═════ EXCERPT ═════

“The whole problem with the world is that fools and fanatics are so certain of themselves and wiser people so full of doubts.”  – Bertrand Russell 

This month at On Point with Danielle, we are focusing on a key element of leadership: TRUST. In this post, as the title suggests, we’ll tackle learning to trust yourself. 

The quote above is kind of good news if you find yourself to be in the latter category as one who is sometimes (or often) plagued with doubts. You’re not a fool or fanatic, so – yay! 😊  

The Cost of Mistrust 

And yet, at the same time, it really doesn’t feel good to be constantly doubting yourself and full of anxiety that you might be screwing up, or missing something, or just all ‘round not good enough. Furthermore, truth be told, it costs you. Lack of self-trust costs you time, money, sleep, well-being, and even impacts your relationships, because, when you don’t trust yourself, it is unlikely that you have a high degree of trust in others. 

Prove it, you say. Okay (I say). 

When you don’t trust yourself to make good decisions in your business, you might grab at things, like systems or programs, that make big promises but cost a lot of money. These programs or systems could be a massive “overbuild” that you’re just not ready for, and then you’re stuck paying a monthly fee – or you dished out big bucks up front – for things that you can’t use.

═════ DATA SECTION ═════

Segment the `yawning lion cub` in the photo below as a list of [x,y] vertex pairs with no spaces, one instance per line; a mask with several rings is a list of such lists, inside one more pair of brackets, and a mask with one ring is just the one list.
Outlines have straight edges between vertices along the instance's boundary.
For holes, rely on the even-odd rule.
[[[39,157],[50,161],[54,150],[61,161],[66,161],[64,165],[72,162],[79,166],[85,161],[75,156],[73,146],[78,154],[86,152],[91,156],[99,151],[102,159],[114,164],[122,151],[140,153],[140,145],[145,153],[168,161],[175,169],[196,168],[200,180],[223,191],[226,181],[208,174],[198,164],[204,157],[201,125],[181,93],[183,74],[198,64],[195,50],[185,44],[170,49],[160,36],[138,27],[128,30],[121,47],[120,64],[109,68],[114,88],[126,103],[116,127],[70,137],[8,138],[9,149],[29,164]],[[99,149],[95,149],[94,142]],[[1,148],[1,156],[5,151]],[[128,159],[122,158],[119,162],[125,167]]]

═════

• [WHAT THIS EXERCISE ASKS]
1 – In the post on learning to trust yourself, condense the paragraph beginning "And yet, at the same time" into a short bulleted list that keeps its main points.
2 – Carry the post on learning to trust yourself forward from its final sentence, in the same voice.

• [SET OF ANSWERS]
1 –
- Constantly doubting yourself feels bad and brings anxiety about screwing up, missing something, or not being good enough.
- Lack of self-trust costs you time, money, sleep, and well-being.
- It also affects your relationships, since people who don't trust themselves are unlikely to trust others much.

2 –
When you don’t trust yourself to make good decisions in people to bring into your business, you can fall prey to people who know how to talk a big game, but, at best, don’t deliver, or at worst, rip you off.  

I’ll bet you any money that, if you’ve been in business longer than six months, you’ve already had these two kinds of experiences, at least once or twice.  

Art and Science: Instinct and Curiosity 

Learning to trust yourself is part art, part science, and is founded in a one-two combo punch of instinct and curiosity.  

On the curiosity front, here’s the deal: 

Self-doubt says, “OMG, I don’t know how to do that. I should know how to do that! It’s embarrassing that I don’t know. I should hide the fact that I don’t know, pretend I know, or guess. I suck.” 

Curiosity says, “Oh, hey, here’s something I don’t know how to do. Let me try and learn it or figure it out or ask for help. Fun! I’m learning!” 

Kind of sciency, right? There’s nothing new under the sun, and someone else has figured this stuff out. All you have to do is be curious to learn and grow. 

As far as instinct goes, well, that’s the art part.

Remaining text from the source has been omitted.